Requirements:
Reproduce every line of the material below word for word, changing nothing.

Records supplied:
-------------------------
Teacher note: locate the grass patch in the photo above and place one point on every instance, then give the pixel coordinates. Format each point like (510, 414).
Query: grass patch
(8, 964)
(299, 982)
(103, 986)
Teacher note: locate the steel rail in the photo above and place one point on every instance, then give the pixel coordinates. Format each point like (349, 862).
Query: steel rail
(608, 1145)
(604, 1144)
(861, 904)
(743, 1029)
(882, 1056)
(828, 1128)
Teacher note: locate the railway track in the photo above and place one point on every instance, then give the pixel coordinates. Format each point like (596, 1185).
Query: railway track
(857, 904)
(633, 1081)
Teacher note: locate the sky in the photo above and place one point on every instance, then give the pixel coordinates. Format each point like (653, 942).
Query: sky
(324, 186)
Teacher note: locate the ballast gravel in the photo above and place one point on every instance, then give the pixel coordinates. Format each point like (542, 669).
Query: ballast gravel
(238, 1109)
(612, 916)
-------------------------
Solution to this task:
Teacher note: locate the grass patch in the photo above and place one point on every instance, then give the pixel coordinates. Format each point like (510, 414).
Query: grass patch
(8, 964)
(299, 982)
(103, 986)
Teacher note: locate the steel rail in the photo above and place one point on every instance, then give the pixel coordinates. Format each point like (349, 862).
Query: steel rail
(608, 1145)
(604, 1144)
(861, 904)
(743, 1029)
(882, 1056)
(828, 1128)
Teacher note: locate the railway track in the photo above and place one point on every instance, then give the pixel coordinates. Format each point like (596, 1185).
Query: railway track
(857, 904)
(633, 1081)
Teacher note: locate the sky in the photo above and place one point on every instance, then give the pixel coordinates. Format each point like (653, 942).
Query: sky
(324, 186)
Teacher note: locate the ballast gravel in the photo above and place one point on every instance, then give the pixel coordinates. Format each point like (542, 669).
Query: ballast gravel
(238, 1109)
(612, 916)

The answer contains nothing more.